▼
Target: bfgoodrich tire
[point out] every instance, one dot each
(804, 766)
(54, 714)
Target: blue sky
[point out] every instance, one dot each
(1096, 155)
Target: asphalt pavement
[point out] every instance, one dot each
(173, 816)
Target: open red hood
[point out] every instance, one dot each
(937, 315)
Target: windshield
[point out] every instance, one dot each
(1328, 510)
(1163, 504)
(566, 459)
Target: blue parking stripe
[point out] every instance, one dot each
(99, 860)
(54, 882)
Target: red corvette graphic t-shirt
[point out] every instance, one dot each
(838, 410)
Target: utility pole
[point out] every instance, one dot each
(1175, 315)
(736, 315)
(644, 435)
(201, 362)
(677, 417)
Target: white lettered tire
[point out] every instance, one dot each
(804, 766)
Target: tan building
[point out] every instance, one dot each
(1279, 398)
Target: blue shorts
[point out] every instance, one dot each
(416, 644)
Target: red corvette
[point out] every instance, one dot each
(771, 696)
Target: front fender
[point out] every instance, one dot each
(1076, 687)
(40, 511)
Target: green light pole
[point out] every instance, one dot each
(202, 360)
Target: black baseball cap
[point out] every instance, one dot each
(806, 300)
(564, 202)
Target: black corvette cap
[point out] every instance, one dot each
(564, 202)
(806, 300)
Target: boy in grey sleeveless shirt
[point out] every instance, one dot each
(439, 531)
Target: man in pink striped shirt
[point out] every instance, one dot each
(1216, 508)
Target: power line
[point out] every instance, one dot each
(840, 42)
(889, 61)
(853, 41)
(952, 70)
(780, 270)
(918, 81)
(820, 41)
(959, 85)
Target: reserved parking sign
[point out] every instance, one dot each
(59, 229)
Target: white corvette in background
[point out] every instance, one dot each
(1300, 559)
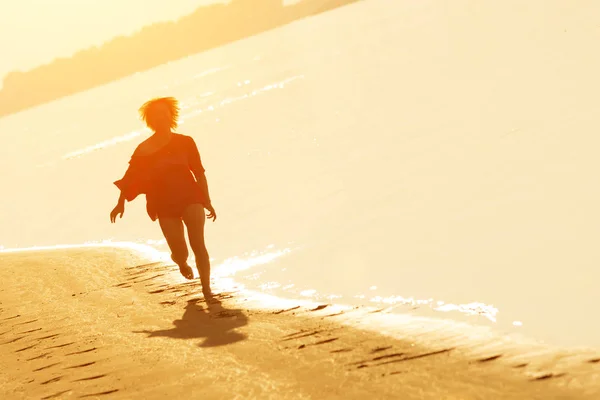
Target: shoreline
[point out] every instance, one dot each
(293, 345)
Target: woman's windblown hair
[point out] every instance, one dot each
(153, 112)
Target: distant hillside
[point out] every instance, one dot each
(156, 44)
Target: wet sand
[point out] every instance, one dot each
(109, 323)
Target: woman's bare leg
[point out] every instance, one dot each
(194, 219)
(173, 231)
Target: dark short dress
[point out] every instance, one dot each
(166, 178)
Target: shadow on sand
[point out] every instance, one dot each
(213, 322)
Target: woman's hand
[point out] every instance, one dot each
(118, 210)
(211, 212)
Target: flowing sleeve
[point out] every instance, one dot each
(193, 154)
(135, 180)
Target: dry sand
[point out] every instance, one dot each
(106, 323)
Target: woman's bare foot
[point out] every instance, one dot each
(208, 295)
(186, 271)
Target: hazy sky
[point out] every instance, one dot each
(34, 32)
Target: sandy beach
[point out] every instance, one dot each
(107, 323)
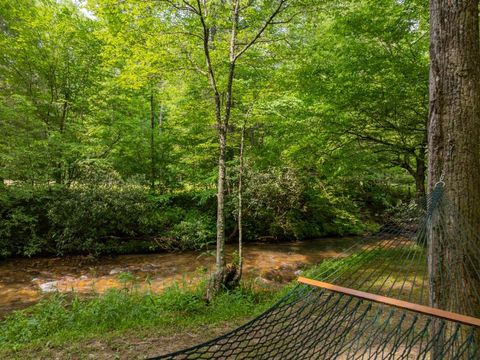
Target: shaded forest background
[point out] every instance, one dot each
(108, 142)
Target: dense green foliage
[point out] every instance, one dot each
(108, 142)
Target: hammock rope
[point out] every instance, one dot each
(320, 322)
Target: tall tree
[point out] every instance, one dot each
(454, 147)
(227, 30)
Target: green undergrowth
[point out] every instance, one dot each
(62, 318)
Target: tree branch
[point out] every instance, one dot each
(263, 28)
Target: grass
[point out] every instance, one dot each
(130, 323)
(61, 320)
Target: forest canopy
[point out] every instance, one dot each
(110, 124)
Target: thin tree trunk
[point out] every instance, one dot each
(240, 204)
(453, 142)
(153, 170)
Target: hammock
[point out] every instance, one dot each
(372, 301)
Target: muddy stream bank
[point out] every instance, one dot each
(24, 281)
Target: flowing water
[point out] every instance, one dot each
(24, 281)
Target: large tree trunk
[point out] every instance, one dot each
(420, 176)
(453, 143)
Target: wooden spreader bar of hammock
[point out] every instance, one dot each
(422, 309)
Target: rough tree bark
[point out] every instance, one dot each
(223, 275)
(454, 151)
(153, 166)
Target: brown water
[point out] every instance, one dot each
(24, 281)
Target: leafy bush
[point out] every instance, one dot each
(196, 231)
(98, 220)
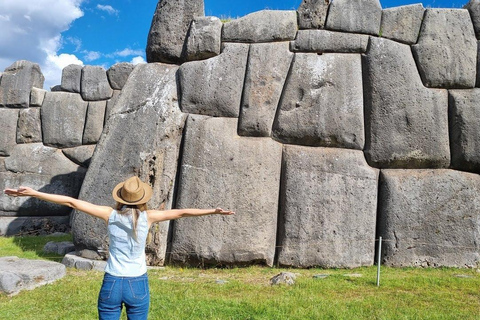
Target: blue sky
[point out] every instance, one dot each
(55, 33)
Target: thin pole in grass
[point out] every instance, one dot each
(378, 260)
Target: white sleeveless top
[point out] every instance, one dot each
(126, 255)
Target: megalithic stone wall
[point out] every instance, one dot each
(323, 128)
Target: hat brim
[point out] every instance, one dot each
(146, 197)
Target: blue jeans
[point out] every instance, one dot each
(133, 292)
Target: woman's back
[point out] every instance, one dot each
(127, 250)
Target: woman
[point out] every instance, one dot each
(125, 280)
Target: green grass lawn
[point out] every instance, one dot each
(245, 293)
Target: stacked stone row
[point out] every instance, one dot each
(48, 137)
(323, 128)
(308, 96)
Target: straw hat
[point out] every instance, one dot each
(132, 191)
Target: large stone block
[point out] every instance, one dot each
(473, 7)
(216, 172)
(262, 26)
(358, 16)
(94, 84)
(322, 103)
(94, 122)
(39, 159)
(429, 218)
(446, 52)
(72, 78)
(8, 125)
(406, 123)
(63, 119)
(267, 69)
(111, 103)
(16, 83)
(214, 87)
(169, 28)
(29, 126)
(142, 137)
(65, 184)
(312, 14)
(464, 114)
(24, 274)
(328, 208)
(329, 41)
(80, 155)
(204, 38)
(402, 23)
(118, 74)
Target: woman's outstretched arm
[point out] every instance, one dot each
(163, 215)
(102, 212)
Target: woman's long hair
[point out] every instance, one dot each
(134, 211)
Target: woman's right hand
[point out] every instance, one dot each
(20, 192)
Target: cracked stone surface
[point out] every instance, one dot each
(23, 274)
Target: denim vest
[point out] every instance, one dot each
(126, 255)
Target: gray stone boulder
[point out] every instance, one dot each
(33, 226)
(329, 41)
(262, 26)
(80, 155)
(169, 28)
(215, 172)
(2, 164)
(204, 38)
(328, 209)
(214, 87)
(60, 248)
(358, 16)
(406, 123)
(322, 103)
(94, 84)
(40, 159)
(36, 97)
(111, 103)
(402, 23)
(29, 126)
(312, 14)
(8, 123)
(65, 184)
(63, 119)
(142, 137)
(464, 115)
(118, 74)
(473, 7)
(42, 168)
(17, 82)
(446, 52)
(267, 69)
(72, 78)
(94, 122)
(22, 274)
(287, 278)
(429, 218)
(477, 82)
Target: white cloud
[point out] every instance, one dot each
(92, 55)
(31, 30)
(138, 60)
(108, 9)
(53, 67)
(128, 52)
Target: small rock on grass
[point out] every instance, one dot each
(287, 278)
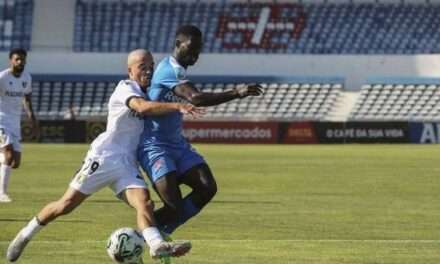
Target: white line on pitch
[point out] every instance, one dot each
(257, 240)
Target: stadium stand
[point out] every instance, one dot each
(15, 24)
(305, 99)
(411, 100)
(348, 28)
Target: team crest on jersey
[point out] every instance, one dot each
(171, 97)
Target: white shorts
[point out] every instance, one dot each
(117, 172)
(7, 138)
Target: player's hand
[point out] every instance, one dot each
(191, 110)
(249, 90)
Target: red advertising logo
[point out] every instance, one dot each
(300, 133)
(261, 26)
(231, 132)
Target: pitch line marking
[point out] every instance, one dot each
(258, 240)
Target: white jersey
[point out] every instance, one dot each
(124, 126)
(12, 90)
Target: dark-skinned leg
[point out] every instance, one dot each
(176, 212)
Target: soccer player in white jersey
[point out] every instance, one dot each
(15, 88)
(111, 161)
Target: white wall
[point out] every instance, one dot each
(52, 25)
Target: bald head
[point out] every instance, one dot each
(138, 55)
(140, 66)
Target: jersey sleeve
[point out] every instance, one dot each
(126, 91)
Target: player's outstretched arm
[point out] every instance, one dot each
(144, 107)
(197, 98)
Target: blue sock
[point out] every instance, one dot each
(189, 210)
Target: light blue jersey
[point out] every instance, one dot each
(166, 128)
(163, 148)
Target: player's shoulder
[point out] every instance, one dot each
(26, 75)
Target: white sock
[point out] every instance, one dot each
(31, 228)
(5, 173)
(152, 236)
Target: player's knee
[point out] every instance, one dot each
(8, 158)
(210, 191)
(15, 164)
(149, 205)
(145, 205)
(65, 206)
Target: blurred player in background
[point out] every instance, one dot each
(111, 161)
(164, 154)
(15, 89)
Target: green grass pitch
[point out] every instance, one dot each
(331, 204)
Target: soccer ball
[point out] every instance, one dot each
(125, 245)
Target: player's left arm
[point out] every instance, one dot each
(27, 102)
(188, 92)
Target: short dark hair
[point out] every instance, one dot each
(18, 51)
(189, 31)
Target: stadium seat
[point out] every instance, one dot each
(307, 28)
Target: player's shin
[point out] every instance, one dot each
(32, 228)
(189, 211)
(5, 173)
(152, 236)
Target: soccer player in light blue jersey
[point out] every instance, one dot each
(164, 154)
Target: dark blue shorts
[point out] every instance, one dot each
(159, 159)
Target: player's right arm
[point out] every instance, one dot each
(191, 94)
(144, 107)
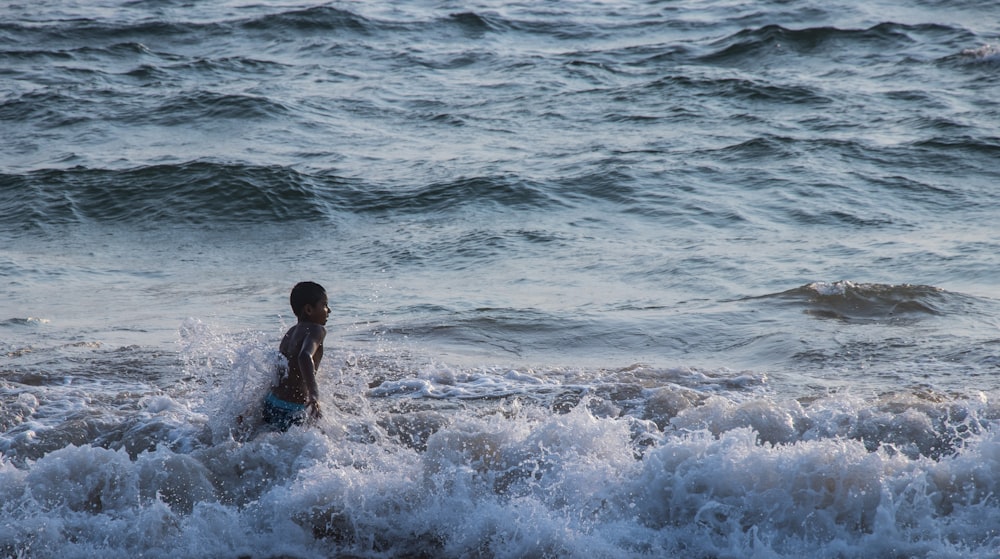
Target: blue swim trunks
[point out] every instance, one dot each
(281, 414)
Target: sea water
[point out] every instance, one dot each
(608, 278)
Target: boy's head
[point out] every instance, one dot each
(305, 293)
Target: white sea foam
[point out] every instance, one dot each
(453, 462)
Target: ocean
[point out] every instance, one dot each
(608, 278)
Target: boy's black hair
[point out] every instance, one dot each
(305, 293)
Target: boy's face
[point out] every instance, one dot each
(317, 312)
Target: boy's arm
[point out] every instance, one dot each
(311, 345)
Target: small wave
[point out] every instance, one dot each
(319, 18)
(207, 105)
(750, 45)
(986, 54)
(204, 191)
(864, 302)
(188, 193)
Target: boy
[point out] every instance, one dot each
(295, 397)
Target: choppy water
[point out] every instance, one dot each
(609, 279)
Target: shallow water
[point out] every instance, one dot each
(608, 278)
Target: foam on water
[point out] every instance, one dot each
(419, 458)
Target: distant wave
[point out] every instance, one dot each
(202, 191)
(864, 302)
(749, 45)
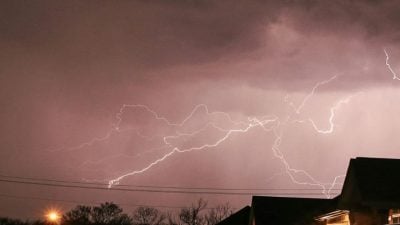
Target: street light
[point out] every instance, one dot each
(53, 217)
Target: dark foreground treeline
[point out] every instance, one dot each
(112, 214)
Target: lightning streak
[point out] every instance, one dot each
(311, 94)
(332, 116)
(395, 77)
(269, 123)
(177, 150)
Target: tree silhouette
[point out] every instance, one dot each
(80, 215)
(105, 214)
(110, 214)
(191, 215)
(218, 213)
(148, 216)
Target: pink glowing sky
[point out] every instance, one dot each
(71, 71)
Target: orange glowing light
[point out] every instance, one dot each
(53, 216)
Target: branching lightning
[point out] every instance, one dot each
(269, 123)
(395, 77)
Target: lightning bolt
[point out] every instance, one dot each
(269, 123)
(395, 77)
(311, 94)
(332, 116)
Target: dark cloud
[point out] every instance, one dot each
(67, 67)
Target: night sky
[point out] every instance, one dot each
(272, 95)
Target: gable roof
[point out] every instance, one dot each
(289, 211)
(372, 182)
(241, 217)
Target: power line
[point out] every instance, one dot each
(164, 187)
(152, 190)
(88, 202)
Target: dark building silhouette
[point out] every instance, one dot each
(370, 196)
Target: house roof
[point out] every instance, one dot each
(241, 217)
(372, 182)
(289, 211)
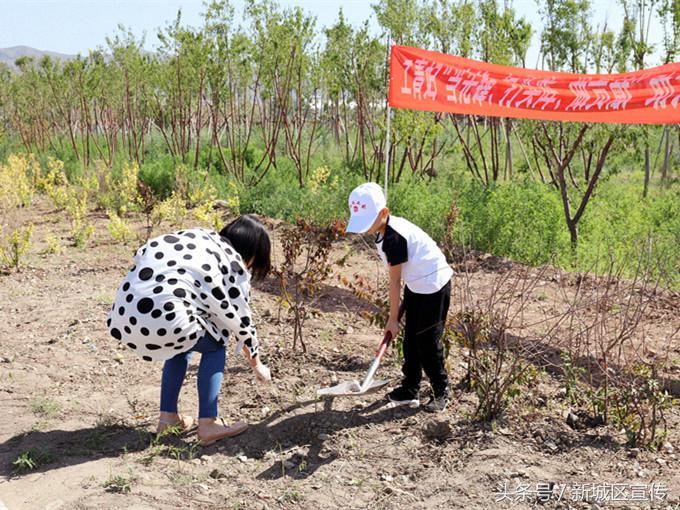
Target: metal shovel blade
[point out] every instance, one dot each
(350, 388)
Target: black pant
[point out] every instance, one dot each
(423, 348)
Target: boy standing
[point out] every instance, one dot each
(410, 254)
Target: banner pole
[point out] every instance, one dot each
(389, 116)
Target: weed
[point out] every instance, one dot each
(31, 460)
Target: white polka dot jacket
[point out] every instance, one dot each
(183, 285)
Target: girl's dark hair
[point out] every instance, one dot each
(250, 239)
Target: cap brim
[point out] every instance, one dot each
(359, 224)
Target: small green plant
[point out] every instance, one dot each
(15, 246)
(53, 246)
(306, 266)
(120, 483)
(43, 406)
(81, 228)
(31, 460)
(638, 405)
(122, 195)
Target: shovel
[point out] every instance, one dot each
(354, 388)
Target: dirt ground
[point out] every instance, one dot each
(84, 408)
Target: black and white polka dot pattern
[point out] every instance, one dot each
(181, 285)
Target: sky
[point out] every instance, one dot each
(74, 26)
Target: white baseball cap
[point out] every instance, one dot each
(365, 203)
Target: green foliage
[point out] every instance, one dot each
(15, 246)
(521, 220)
(31, 460)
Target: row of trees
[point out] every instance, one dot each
(253, 87)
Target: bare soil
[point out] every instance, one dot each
(86, 408)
▲
Format the lines of the material above as a JSON list of strings, one string per line and blank lines omitted, starting from the line with "Target: green foliage" and continuing through the final line of the material.

[
  "Target: green foliage",
  "[point out] every instance, one dot each",
  "(15, 246)",
  "(521, 220)",
  "(31, 460)",
  "Target: row of trees",
  "[point out] every instance, one dot each",
  "(253, 87)",
  "Target: bare soil",
  "[point out] every instance, one dot each",
  "(86, 408)"
]